→ What needs to be done: Count the lines in the records below that contain the word "wooden". Reply with only that number.
-*-*-
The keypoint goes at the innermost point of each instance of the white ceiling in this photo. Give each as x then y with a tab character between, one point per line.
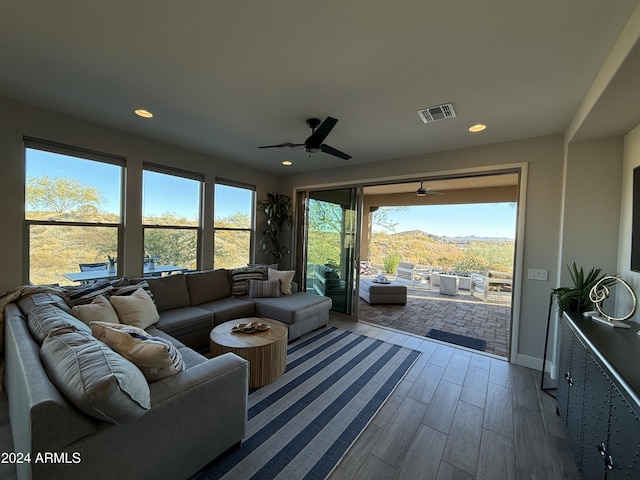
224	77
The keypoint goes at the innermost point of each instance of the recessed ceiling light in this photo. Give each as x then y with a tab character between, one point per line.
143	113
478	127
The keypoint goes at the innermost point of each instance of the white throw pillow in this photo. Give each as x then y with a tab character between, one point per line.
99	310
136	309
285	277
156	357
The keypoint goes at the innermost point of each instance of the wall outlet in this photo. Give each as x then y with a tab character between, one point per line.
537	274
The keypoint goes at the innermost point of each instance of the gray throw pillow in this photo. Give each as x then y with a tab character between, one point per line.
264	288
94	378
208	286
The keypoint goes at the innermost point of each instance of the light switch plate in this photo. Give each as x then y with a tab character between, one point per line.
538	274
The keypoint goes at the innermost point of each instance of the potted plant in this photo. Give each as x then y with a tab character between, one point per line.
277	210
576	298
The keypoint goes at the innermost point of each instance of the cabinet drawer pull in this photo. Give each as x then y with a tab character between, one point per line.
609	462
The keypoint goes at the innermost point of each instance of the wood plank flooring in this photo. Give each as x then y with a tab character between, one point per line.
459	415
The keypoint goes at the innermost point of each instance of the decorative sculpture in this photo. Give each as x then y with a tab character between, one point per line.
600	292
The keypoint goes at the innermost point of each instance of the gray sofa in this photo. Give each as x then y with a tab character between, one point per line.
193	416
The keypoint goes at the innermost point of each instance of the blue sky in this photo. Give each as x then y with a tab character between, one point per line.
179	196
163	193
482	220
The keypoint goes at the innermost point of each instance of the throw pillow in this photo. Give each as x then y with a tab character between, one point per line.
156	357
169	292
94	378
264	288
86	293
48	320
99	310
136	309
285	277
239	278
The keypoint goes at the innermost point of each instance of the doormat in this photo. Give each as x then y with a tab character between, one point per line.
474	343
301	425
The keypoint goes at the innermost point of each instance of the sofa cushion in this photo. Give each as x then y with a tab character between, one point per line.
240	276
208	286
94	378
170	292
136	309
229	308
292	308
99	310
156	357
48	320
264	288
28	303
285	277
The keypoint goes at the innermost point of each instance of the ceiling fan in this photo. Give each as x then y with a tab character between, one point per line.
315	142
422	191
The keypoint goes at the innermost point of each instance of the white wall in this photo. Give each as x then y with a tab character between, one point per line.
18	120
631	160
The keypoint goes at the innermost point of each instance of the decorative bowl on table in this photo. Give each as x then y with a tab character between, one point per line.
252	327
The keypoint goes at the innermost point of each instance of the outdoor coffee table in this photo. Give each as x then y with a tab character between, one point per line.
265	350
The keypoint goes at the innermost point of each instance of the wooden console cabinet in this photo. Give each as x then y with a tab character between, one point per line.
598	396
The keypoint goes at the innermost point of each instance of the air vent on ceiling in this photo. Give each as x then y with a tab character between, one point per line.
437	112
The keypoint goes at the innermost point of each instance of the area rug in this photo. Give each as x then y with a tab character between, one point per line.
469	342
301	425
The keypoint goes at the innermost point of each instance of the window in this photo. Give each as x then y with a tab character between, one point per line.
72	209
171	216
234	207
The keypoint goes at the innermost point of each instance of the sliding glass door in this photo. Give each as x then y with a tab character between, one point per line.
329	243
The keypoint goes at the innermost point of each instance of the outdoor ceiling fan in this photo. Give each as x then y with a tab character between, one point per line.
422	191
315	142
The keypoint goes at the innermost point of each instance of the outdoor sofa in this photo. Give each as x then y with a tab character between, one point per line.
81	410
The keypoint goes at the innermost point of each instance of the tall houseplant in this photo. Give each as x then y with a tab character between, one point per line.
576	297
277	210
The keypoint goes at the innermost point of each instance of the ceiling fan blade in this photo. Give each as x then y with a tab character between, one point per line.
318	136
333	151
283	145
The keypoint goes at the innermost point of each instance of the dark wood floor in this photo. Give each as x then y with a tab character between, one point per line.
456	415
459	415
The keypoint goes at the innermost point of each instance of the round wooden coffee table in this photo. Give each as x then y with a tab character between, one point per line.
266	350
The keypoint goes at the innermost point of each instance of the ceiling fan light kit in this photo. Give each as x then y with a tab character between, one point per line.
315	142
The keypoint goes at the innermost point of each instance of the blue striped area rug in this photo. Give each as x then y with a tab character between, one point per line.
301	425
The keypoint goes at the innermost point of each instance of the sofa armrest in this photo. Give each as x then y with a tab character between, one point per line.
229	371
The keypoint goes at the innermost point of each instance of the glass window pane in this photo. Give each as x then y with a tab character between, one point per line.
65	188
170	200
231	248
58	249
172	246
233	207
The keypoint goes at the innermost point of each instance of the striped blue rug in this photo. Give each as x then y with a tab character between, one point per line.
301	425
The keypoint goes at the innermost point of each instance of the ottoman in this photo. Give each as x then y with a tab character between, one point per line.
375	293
-*-*-
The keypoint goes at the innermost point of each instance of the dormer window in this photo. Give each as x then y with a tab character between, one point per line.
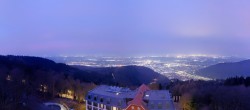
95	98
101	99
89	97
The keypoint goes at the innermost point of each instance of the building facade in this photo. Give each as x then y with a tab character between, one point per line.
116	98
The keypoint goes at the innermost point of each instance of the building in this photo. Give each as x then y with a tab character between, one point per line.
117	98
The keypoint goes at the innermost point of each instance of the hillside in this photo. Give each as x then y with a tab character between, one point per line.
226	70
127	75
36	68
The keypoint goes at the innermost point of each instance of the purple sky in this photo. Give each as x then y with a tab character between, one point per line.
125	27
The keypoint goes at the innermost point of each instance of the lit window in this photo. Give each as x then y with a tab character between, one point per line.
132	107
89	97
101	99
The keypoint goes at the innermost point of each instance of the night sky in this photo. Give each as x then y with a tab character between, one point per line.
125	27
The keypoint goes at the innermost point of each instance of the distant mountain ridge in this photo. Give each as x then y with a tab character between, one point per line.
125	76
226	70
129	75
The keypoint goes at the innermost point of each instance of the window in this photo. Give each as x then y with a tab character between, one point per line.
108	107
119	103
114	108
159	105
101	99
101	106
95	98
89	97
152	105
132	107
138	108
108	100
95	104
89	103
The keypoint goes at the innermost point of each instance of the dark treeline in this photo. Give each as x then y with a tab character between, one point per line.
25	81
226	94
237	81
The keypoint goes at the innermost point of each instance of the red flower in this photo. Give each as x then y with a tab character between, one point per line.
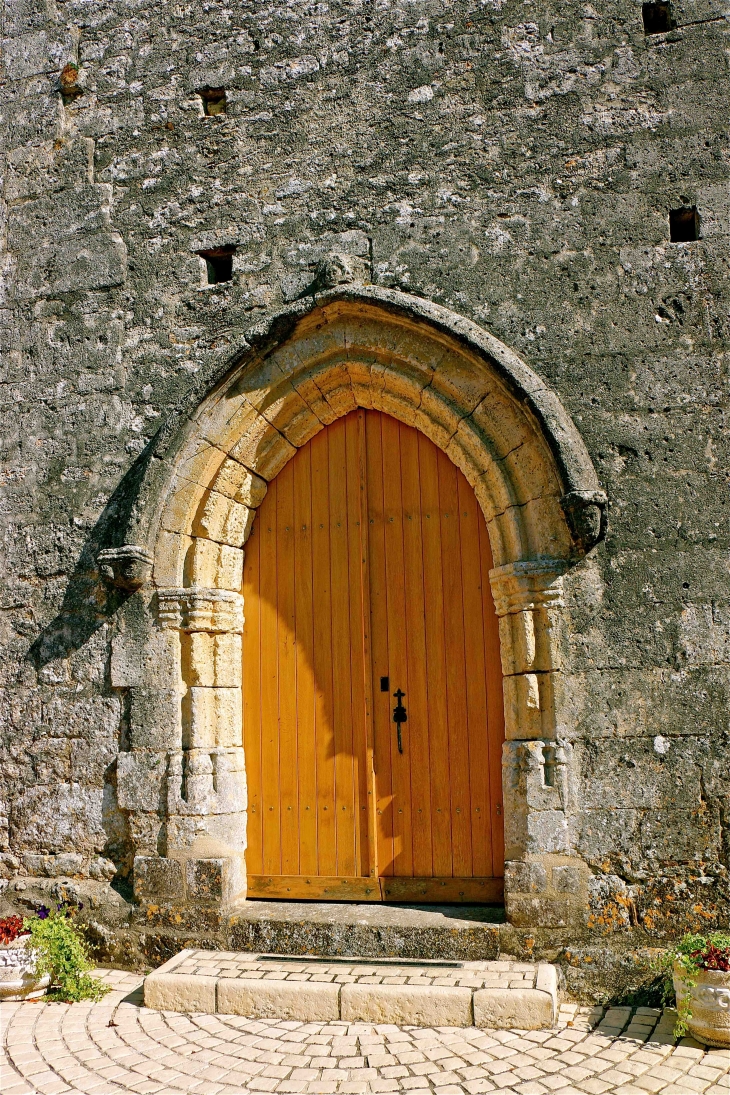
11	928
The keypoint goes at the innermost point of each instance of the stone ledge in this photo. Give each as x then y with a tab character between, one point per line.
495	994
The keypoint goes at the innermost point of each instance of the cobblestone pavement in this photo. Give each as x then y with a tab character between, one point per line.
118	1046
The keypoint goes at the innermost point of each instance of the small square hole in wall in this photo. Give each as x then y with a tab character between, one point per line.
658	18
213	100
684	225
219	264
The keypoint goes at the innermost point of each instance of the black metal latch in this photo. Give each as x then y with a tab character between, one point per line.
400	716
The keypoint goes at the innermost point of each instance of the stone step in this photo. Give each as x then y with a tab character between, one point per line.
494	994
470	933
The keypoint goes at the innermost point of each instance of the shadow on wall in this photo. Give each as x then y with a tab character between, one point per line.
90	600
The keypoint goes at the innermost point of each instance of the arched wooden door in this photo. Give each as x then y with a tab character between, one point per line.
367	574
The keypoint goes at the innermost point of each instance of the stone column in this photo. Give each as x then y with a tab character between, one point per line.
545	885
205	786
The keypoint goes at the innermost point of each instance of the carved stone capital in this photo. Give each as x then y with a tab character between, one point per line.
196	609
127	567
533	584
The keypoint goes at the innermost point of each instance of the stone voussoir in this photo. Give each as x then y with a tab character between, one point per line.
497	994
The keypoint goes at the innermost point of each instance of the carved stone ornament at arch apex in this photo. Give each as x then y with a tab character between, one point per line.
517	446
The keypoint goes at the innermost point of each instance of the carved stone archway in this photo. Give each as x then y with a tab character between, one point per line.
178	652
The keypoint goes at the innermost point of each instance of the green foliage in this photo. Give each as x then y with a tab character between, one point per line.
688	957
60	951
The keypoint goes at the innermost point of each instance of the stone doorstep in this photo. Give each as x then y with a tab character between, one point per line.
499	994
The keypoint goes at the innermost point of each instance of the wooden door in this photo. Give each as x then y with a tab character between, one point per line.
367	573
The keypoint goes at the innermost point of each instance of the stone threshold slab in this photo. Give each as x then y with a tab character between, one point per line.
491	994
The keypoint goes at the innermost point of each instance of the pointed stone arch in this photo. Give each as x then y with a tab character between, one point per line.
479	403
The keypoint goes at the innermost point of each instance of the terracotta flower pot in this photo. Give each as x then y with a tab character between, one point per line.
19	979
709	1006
-*-*-
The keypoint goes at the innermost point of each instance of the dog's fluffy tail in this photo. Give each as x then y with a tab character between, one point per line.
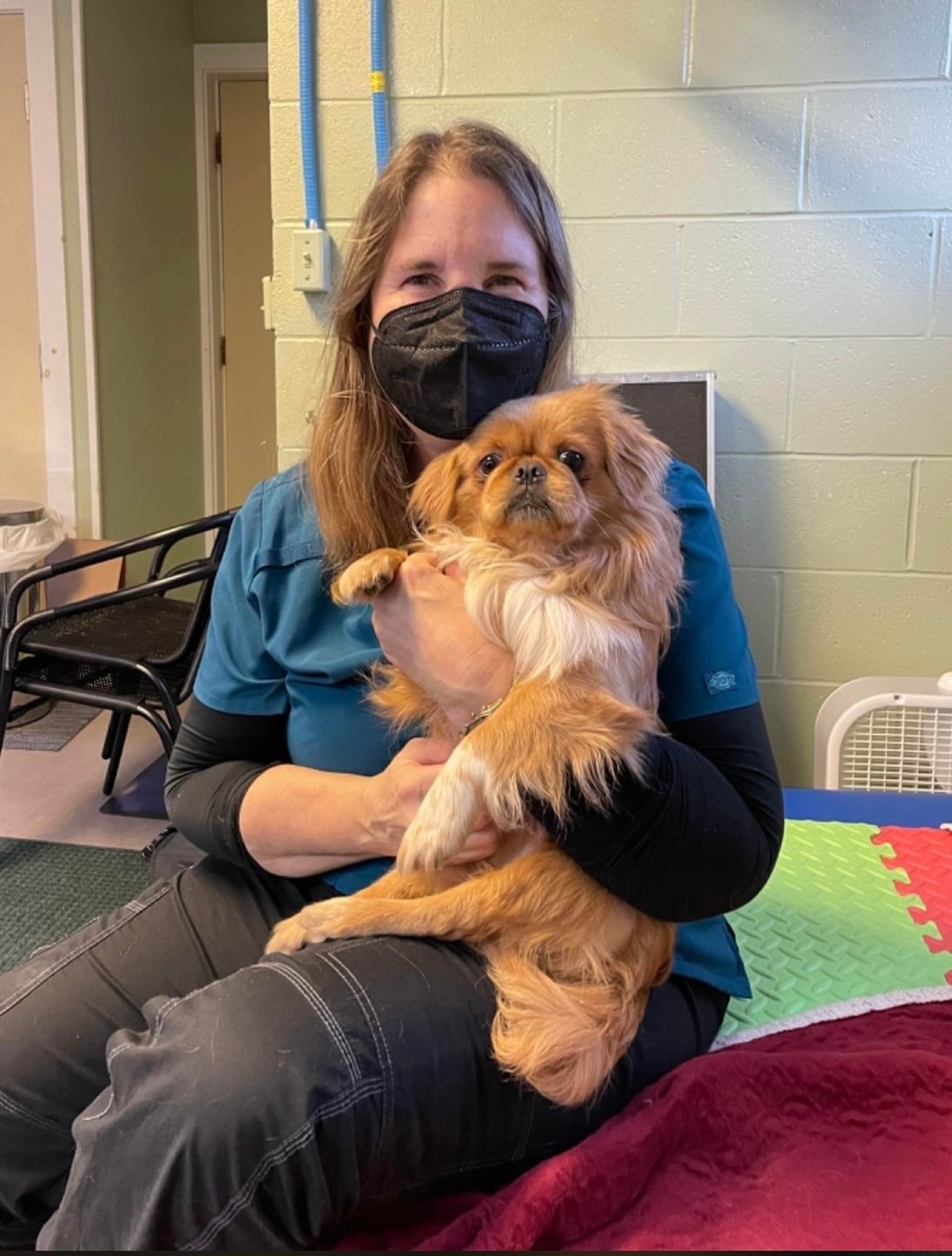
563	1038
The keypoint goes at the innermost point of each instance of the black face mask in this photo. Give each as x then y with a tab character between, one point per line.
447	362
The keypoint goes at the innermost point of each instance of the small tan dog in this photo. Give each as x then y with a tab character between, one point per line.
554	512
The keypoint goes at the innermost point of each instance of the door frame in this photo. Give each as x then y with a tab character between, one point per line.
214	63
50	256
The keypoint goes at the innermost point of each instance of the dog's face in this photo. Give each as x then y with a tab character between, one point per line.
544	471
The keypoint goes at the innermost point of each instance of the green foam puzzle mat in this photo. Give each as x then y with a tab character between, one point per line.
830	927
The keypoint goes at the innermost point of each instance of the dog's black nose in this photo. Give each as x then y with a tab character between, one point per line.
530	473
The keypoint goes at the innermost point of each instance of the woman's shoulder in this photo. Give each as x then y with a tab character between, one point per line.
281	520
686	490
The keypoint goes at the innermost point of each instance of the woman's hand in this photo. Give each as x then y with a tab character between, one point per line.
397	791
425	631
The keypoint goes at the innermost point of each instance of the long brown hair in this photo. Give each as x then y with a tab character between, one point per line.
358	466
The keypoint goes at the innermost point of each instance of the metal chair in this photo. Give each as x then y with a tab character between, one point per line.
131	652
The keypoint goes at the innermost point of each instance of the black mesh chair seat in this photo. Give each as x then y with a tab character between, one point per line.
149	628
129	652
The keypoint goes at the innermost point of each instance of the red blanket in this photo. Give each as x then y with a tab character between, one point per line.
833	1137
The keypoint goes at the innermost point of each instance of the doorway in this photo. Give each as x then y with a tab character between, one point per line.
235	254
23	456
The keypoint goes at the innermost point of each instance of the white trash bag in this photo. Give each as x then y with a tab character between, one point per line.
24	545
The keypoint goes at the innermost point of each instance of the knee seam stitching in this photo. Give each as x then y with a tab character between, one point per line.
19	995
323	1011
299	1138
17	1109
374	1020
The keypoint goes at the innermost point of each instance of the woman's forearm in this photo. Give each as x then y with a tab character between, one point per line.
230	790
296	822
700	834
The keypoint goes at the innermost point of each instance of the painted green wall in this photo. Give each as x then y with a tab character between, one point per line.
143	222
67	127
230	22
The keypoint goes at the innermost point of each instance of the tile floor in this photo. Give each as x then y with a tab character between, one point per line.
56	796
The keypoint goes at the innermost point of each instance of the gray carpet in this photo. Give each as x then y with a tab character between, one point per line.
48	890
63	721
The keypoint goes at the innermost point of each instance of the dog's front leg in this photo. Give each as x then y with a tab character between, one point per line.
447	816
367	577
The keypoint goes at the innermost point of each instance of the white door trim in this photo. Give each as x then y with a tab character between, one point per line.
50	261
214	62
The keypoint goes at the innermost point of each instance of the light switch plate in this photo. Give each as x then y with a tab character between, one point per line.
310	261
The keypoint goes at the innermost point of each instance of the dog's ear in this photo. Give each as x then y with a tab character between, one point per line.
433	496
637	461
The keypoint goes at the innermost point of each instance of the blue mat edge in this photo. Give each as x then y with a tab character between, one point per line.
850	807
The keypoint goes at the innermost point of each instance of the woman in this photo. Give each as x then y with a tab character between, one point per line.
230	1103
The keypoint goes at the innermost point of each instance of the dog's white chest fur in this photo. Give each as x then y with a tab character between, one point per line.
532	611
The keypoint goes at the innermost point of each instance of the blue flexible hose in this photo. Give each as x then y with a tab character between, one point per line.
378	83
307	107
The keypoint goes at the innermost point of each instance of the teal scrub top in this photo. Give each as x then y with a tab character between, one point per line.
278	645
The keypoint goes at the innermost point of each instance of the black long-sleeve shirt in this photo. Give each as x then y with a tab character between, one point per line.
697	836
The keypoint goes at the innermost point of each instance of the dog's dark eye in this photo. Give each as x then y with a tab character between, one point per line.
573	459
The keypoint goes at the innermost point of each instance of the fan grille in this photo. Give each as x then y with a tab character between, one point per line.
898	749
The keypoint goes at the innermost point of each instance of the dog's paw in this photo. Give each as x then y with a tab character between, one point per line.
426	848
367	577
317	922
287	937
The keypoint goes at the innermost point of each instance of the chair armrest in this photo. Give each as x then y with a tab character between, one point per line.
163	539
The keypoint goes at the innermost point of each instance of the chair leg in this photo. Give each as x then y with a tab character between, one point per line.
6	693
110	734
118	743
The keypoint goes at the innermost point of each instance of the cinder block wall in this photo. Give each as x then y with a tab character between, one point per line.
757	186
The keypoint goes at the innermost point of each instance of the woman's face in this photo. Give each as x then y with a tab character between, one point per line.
-*-*-
→ Worked solution: 4